Task brief: Return all lines of the data in which the string "sawdust" occurs.

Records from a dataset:
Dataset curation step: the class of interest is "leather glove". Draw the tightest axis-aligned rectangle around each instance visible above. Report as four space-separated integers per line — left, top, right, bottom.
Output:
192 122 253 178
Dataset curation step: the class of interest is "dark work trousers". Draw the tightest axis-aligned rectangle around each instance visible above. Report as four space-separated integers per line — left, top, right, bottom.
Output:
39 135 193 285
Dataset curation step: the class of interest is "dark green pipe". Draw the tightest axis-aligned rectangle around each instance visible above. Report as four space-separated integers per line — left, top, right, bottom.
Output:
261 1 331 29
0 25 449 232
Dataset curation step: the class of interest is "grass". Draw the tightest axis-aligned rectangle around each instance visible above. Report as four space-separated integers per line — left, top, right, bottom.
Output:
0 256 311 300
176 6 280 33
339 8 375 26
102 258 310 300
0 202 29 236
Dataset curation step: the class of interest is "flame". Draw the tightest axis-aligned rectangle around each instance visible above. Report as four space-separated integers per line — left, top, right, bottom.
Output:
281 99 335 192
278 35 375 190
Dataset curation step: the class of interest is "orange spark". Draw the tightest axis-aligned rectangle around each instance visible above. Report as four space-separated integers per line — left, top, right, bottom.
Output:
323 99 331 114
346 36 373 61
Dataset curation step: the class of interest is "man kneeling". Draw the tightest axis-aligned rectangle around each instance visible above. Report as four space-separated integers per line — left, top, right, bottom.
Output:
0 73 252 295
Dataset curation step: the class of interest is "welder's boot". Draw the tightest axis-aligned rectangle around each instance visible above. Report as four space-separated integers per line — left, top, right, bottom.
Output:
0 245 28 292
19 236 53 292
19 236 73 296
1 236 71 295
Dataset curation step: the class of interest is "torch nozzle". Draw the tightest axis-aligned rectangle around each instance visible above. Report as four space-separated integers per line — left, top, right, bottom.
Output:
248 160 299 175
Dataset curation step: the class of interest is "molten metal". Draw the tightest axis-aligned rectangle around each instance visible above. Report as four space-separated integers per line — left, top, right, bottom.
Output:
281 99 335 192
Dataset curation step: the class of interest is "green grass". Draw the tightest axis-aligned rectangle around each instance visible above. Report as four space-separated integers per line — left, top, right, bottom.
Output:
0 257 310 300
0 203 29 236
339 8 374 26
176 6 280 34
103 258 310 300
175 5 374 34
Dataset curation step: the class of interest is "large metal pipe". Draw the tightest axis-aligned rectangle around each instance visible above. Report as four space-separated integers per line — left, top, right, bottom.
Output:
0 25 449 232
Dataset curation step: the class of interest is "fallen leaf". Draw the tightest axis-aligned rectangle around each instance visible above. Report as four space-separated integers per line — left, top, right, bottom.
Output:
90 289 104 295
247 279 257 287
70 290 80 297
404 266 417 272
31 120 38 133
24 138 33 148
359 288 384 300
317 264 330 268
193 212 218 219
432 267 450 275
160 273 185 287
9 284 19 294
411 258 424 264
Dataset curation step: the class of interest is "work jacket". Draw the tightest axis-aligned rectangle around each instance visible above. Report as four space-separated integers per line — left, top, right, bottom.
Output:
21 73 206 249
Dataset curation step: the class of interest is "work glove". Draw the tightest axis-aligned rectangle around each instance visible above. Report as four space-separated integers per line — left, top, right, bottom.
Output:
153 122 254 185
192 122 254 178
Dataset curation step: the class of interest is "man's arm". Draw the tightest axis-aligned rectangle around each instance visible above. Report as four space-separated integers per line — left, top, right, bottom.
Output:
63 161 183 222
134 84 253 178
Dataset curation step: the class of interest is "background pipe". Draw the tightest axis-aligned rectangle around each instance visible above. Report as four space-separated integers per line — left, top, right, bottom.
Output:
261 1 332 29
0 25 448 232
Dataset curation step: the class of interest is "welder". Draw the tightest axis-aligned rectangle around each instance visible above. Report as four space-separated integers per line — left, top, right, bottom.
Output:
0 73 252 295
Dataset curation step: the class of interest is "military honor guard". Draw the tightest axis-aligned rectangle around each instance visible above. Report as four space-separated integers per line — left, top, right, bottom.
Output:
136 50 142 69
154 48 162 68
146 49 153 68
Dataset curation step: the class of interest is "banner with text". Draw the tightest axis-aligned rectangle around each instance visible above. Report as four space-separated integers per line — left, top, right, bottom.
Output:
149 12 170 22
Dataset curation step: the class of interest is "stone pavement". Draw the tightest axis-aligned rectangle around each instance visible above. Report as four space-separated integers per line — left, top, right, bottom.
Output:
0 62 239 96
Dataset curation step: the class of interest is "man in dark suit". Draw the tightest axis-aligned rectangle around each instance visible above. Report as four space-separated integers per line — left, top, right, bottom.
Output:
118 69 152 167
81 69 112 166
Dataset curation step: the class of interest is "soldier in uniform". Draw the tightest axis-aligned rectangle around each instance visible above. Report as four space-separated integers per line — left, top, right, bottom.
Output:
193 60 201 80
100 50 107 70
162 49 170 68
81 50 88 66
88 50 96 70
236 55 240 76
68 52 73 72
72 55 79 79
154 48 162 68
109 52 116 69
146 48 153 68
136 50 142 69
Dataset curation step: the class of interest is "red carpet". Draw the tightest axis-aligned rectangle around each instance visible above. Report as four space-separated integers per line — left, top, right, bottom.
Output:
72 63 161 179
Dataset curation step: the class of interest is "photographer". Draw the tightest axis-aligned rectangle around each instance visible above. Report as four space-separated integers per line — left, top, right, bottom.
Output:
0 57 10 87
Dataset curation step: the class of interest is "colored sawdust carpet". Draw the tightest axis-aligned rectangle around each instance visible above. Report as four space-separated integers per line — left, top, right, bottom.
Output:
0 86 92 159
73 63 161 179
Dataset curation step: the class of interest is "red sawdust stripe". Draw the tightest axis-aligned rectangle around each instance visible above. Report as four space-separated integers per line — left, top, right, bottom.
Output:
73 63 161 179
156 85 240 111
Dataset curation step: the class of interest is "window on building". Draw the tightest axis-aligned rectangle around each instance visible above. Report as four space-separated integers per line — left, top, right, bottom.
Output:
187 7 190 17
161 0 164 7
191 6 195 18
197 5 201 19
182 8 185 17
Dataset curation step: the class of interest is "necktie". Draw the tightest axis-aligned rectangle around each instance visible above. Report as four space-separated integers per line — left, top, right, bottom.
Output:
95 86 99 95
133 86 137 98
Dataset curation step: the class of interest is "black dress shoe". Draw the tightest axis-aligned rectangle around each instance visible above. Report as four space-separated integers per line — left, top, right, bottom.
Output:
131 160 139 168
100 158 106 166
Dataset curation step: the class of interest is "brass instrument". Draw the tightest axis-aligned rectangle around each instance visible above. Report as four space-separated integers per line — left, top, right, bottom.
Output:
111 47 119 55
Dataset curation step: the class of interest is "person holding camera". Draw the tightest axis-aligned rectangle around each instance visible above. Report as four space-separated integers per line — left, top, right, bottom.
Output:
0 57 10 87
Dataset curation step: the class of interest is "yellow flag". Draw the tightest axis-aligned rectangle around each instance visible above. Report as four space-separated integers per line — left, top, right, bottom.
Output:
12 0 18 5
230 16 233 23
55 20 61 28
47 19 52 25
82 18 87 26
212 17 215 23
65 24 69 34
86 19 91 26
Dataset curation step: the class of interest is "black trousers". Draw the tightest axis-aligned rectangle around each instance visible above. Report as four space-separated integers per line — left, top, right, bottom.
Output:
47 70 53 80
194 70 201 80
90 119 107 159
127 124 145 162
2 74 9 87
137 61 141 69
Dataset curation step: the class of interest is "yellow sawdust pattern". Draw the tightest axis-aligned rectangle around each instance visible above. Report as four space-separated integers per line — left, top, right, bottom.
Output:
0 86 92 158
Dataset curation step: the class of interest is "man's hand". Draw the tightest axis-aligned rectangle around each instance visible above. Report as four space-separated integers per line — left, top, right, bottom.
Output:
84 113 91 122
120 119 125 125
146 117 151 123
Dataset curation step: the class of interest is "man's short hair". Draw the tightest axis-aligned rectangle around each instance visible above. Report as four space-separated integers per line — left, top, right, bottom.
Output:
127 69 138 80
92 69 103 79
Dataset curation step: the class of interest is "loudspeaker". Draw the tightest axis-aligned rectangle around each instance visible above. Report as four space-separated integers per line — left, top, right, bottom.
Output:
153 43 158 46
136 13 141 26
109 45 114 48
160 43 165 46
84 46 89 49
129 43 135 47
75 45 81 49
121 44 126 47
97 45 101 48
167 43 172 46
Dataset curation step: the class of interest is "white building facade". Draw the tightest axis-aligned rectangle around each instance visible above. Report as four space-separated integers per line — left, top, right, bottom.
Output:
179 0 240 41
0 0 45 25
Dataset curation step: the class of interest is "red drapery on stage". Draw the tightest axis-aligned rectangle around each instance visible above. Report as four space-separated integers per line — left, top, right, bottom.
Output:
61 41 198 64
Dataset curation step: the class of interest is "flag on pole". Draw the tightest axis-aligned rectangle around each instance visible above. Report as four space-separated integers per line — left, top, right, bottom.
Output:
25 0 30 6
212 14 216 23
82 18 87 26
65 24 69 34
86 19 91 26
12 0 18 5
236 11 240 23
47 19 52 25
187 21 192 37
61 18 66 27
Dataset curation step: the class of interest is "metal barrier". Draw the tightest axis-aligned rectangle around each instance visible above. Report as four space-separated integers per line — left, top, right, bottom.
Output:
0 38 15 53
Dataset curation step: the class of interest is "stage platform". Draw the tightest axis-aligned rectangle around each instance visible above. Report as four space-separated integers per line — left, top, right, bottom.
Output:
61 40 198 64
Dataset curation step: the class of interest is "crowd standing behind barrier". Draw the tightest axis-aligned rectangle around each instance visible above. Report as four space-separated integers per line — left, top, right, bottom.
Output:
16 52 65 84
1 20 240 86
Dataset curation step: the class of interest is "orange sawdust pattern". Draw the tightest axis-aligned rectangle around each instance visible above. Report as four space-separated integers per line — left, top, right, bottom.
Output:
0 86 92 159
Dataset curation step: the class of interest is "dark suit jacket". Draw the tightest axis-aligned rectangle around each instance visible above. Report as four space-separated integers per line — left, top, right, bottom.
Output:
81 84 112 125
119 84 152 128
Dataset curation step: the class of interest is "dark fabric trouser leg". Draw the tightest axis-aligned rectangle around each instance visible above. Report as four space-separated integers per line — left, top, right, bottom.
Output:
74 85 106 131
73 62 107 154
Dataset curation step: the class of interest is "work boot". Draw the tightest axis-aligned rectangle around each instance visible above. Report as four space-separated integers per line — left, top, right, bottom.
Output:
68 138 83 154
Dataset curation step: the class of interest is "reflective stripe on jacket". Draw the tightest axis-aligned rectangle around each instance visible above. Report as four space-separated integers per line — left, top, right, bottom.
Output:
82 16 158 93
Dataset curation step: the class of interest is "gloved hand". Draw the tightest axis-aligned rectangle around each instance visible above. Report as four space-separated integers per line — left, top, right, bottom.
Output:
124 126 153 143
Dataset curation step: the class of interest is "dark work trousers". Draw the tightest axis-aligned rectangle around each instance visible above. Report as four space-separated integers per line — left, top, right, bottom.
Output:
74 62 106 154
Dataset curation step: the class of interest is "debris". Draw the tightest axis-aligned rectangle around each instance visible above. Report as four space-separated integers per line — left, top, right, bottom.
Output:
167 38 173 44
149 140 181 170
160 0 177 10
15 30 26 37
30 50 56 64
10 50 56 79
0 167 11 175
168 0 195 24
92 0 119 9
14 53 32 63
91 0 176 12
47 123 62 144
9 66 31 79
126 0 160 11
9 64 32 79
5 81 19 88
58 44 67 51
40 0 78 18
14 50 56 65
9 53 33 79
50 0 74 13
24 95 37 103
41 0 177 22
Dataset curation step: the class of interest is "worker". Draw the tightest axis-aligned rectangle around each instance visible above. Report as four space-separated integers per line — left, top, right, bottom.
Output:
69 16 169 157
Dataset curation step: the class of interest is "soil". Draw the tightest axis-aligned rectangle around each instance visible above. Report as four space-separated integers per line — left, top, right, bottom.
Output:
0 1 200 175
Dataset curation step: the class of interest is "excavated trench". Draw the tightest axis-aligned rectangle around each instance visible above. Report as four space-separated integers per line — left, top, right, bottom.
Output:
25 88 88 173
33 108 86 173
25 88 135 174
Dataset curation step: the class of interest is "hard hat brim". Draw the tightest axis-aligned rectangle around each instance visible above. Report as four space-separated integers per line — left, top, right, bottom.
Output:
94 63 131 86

Output for this exercise:
Dataset curation step: the class of interest is "colored sawdust carpet". Draw the tightest axis-aligned rectangle around each instance visible above. Report as four space-separated integers per line — left, top, right, bottom.
Dataset curation step: the class of interest is "red sawdust stripe". Draw the tightest axis-aligned rectangle around each instance visible above. Report as four space-separated integers per line — left, top, right, bottom.
Dataset curation step: the class of interest is "yellow sawdust pattern". Draw the tightest axis-aligned rectangle around each instance visible above. Report as four space-separated integers per line — left, top, right, bottom.
Dataset curation step: the class of interest is "orange sawdust pattern". Draw the tightest axis-aligned rectangle around each instance visible above. Report as four space-separated integers per line — left, top, right, bottom.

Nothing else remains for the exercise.